START EXTRACTED INFORMATION
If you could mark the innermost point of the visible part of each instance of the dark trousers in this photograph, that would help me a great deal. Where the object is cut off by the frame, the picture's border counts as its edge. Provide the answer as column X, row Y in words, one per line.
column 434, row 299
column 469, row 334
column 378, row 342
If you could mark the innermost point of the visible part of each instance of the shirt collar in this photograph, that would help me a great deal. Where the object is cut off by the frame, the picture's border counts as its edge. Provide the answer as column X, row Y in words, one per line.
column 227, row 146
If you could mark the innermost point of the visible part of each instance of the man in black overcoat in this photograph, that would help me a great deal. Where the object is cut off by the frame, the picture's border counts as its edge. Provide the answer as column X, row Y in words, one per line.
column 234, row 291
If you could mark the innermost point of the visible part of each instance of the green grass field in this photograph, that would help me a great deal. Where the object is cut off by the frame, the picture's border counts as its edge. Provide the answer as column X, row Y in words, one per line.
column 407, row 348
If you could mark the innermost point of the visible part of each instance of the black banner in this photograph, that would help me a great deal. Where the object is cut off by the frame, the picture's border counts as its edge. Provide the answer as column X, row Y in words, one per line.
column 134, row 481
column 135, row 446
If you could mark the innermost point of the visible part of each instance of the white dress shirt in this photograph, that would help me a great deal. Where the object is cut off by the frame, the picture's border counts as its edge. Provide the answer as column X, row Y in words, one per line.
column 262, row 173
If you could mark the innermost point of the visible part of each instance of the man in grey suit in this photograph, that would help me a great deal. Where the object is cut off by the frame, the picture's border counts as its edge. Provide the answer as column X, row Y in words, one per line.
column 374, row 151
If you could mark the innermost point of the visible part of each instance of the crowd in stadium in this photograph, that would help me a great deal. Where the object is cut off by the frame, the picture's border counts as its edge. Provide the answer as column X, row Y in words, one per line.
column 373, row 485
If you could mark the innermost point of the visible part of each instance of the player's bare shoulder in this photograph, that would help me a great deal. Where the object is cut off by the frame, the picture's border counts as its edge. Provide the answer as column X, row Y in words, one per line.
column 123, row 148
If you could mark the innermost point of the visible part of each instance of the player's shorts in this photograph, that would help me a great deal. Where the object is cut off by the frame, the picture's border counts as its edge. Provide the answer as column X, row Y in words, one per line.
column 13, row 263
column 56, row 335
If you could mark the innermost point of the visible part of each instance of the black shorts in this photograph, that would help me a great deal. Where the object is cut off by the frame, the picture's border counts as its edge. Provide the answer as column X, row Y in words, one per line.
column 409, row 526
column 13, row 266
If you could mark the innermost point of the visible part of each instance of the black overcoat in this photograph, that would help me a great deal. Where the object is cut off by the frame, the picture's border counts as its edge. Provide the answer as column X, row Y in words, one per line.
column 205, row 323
END EXTRACTED INFORMATION
PROBLEM =
Look above for the line that holds "the player's shorts", then copy it and each line after it exactly, through the last line of the data.

ANSWER SECTION =
If you could mark the innermost point of the visible part of each instance of the player's shorts in this photograph, that would help me a great deal. Where the object is cut off by the frame, the picture's border counts as its edge. Provide the answer as column X, row Y in words, one per line.
column 13, row 263
column 56, row 335
If you could mark the innermost point of the visible part of each instance of the black shorts in this photograph, that would help me a great deal. Where the object is cut off by the frame, the picture's border counts as its edge. Provide the answer as column X, row Y in words, one per line.
column 409, row 526
column 13, row 266
If you could mark the innermost point of the visible part of each instance of the black overcoat in this photograph, that would help me a great deal. Where the object is cut off by the frame, the picture's border counts as its edge. Provide the answer as column X, row Y in words, one per line.
column 205, row 323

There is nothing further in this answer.